YOUR OBJECTIVE
Scan the material and copy every line in which "fence" appears.

^^^^^^^^^^^^^^^^

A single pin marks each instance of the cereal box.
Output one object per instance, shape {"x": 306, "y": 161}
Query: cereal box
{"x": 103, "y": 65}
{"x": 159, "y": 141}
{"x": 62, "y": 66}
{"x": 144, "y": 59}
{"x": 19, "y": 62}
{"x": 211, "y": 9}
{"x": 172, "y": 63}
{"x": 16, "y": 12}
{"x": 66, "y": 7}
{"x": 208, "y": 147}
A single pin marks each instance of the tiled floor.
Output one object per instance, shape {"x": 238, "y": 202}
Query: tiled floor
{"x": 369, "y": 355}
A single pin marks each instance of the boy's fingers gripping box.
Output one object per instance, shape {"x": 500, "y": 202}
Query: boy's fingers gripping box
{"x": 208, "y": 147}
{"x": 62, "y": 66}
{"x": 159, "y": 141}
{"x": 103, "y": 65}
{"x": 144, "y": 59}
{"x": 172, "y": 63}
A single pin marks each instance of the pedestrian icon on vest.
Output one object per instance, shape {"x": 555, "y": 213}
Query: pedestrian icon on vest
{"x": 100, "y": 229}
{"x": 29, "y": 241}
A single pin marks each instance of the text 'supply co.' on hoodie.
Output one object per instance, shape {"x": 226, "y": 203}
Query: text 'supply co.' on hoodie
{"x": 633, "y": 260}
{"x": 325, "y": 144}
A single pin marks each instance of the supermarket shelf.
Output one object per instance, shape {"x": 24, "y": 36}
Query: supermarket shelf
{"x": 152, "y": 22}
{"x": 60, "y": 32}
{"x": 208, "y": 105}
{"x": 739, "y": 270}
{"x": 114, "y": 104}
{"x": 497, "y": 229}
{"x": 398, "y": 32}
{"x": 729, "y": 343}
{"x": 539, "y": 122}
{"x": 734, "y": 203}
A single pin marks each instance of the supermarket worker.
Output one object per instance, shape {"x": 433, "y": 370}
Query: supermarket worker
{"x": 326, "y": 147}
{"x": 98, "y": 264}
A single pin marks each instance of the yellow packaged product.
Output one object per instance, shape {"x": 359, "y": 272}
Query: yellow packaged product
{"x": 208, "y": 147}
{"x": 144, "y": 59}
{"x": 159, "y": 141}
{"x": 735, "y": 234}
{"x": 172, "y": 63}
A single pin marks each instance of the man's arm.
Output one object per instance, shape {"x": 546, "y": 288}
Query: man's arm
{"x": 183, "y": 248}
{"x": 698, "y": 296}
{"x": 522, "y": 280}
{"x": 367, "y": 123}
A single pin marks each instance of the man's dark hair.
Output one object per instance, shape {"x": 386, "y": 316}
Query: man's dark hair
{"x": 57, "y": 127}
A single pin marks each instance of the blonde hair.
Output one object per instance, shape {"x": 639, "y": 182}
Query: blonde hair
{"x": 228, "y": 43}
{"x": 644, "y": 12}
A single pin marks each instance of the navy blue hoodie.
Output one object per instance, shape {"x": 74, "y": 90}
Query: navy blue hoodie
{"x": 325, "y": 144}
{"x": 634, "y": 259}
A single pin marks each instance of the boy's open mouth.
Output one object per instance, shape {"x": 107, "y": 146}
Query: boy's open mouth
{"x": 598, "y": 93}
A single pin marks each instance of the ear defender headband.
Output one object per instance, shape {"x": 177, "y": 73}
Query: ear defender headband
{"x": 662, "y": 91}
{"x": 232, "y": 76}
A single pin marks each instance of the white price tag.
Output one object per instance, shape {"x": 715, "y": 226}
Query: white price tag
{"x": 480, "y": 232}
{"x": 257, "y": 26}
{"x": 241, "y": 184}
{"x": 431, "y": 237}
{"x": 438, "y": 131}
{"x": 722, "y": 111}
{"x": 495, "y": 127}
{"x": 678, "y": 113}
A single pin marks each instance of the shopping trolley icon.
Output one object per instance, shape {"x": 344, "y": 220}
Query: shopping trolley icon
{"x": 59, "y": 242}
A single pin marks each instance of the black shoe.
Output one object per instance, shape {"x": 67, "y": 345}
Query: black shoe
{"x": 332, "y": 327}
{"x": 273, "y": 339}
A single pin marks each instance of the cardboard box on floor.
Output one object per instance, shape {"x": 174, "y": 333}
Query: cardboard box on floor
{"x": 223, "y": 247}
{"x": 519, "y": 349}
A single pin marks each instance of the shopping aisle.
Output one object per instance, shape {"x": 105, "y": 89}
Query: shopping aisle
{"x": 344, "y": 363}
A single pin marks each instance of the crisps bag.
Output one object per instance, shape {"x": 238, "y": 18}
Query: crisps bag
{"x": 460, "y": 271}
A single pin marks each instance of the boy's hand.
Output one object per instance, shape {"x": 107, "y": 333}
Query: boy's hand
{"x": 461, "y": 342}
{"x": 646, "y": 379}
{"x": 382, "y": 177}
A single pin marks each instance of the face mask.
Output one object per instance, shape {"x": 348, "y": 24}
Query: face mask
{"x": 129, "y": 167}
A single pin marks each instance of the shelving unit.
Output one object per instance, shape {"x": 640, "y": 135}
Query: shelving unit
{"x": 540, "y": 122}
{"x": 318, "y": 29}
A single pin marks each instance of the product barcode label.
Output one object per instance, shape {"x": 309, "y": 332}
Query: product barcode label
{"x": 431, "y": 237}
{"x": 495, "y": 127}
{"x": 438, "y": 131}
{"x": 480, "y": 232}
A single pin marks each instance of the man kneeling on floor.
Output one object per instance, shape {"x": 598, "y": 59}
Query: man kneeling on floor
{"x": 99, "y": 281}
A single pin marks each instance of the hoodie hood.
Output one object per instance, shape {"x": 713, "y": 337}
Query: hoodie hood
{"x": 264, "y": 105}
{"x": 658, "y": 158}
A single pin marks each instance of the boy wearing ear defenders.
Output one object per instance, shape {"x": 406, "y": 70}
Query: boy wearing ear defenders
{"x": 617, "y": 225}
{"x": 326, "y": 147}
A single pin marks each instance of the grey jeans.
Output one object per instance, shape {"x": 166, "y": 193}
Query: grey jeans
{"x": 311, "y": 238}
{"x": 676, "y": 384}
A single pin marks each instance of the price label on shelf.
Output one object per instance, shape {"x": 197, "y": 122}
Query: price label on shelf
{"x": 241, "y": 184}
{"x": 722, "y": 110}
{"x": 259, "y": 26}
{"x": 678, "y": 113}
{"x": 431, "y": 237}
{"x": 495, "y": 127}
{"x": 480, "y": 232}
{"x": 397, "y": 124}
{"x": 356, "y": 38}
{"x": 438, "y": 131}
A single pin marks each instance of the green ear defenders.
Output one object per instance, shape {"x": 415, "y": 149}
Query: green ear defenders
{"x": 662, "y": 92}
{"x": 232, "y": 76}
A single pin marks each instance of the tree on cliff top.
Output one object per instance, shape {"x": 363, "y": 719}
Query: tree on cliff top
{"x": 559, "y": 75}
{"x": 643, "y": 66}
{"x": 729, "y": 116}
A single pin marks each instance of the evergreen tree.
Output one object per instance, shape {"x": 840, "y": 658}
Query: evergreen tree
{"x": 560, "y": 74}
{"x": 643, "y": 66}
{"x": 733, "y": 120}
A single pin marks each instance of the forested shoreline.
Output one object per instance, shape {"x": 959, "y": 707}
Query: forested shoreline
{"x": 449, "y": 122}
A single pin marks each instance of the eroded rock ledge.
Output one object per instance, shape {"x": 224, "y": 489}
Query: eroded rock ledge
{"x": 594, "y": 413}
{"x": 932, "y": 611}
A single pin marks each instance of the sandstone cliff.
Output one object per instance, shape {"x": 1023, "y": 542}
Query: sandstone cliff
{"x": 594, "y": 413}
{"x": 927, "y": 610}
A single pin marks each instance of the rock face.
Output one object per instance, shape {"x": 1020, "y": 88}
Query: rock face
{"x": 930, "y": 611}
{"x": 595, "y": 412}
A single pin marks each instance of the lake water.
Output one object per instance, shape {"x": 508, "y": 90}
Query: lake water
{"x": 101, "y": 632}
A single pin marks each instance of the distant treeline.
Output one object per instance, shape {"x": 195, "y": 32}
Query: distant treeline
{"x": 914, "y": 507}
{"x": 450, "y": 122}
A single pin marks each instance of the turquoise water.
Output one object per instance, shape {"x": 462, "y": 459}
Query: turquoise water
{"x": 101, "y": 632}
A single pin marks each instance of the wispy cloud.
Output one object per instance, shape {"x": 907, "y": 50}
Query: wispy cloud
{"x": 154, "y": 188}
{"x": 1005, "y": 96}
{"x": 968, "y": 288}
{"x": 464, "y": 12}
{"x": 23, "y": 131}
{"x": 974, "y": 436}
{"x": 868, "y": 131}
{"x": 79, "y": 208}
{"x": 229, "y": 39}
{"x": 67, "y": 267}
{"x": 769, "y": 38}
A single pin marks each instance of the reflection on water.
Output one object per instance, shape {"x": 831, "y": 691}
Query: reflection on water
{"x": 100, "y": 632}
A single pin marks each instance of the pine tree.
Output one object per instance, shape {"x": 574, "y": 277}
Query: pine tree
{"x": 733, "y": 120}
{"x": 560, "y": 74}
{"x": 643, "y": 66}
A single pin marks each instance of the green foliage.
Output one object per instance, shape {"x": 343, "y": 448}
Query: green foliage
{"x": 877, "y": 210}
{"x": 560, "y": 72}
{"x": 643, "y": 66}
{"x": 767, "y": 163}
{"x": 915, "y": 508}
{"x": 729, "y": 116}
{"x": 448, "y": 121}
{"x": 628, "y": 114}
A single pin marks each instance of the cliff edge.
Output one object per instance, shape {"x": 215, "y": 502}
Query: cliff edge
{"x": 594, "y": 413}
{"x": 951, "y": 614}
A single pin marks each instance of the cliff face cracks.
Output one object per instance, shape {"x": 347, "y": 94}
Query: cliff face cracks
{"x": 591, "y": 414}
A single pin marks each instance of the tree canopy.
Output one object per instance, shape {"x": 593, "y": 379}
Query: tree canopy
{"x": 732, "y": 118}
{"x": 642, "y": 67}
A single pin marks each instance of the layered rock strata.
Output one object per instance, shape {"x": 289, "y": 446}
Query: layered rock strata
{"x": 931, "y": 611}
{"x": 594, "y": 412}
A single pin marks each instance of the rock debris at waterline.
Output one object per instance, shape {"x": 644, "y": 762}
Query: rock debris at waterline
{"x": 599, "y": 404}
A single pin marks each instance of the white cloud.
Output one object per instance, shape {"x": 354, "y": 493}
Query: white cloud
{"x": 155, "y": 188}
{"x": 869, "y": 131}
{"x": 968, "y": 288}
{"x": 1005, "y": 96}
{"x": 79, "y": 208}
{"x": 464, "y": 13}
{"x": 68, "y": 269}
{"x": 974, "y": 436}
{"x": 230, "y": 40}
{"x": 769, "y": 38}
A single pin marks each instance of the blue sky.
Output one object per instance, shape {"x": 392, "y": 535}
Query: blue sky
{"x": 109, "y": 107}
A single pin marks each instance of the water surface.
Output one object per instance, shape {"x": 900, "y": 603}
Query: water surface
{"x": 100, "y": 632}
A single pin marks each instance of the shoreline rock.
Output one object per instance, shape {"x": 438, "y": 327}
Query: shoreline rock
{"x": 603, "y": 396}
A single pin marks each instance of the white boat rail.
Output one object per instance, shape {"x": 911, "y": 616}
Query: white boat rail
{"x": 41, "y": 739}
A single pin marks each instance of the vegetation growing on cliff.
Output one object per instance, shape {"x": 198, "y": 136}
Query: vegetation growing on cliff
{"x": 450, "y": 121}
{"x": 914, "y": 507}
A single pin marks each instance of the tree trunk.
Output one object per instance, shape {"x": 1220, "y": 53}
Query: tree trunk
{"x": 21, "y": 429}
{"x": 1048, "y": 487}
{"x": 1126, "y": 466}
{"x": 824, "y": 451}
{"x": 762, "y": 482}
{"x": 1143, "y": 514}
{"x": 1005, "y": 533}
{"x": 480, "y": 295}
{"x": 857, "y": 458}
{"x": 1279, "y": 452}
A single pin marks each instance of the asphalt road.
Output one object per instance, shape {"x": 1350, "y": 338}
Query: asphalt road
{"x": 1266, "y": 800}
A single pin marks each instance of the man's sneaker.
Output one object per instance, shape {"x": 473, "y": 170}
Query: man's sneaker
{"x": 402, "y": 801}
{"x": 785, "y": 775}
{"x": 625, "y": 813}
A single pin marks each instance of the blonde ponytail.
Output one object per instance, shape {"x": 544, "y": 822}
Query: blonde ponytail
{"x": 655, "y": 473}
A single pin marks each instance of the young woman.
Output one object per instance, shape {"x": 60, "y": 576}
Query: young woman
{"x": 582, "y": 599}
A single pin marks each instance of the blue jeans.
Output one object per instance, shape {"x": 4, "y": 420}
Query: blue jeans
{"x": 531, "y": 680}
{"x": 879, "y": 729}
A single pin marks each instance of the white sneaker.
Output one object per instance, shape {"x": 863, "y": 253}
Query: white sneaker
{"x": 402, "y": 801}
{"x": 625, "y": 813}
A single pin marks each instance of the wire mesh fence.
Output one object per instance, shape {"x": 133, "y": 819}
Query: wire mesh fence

^^^^^^^^^^^^^^^^

EXERCISE OUTPUT
A single pin marks each instance of the wire mesh fence.
Query: wire mesh fence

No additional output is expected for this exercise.